Copy out everything from the line containing "the tree trunk" down to the last of the items, requests included. Multiply each x and y coordinate in the answers by 1.5 and round to a whole number, rounding halves up.

(Data items)
....
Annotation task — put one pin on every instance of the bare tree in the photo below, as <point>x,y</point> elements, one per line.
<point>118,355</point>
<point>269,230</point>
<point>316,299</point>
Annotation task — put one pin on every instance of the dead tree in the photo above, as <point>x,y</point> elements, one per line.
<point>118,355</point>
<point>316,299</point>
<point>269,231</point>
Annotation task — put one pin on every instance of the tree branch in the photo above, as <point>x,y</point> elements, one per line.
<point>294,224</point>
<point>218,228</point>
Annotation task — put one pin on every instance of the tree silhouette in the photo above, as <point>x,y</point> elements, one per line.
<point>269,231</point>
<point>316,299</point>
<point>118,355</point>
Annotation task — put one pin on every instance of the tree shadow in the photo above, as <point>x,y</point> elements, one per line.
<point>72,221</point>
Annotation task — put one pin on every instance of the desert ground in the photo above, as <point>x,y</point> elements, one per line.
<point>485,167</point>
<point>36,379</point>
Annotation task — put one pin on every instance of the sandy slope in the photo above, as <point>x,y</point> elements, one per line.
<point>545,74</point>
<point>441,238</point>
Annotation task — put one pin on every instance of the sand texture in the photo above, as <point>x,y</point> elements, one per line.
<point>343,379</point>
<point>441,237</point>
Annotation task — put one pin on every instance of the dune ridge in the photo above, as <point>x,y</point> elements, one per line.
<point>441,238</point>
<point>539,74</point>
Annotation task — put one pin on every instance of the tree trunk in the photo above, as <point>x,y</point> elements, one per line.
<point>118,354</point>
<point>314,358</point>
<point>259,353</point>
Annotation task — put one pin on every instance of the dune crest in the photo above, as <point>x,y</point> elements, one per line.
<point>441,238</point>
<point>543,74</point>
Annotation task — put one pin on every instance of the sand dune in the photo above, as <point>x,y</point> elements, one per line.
....
Written response
Annotation task — put one pin on every instance of the tree trunk in the photo above, as <point>x,y</point> elements, one per line.
<point>177,531</point>
<point>471,537</point>
<point>389,530</point>
Annotation task — put one pin on every instance of the dune crest in the photo above, as <point>x,y</point> elements, one per line.
<point>662,357</point>
<point>815,111</point>
Annotation task — put one pin on every instance of the sand dune in the photo above, as <point>x,y</point> elements, one per line.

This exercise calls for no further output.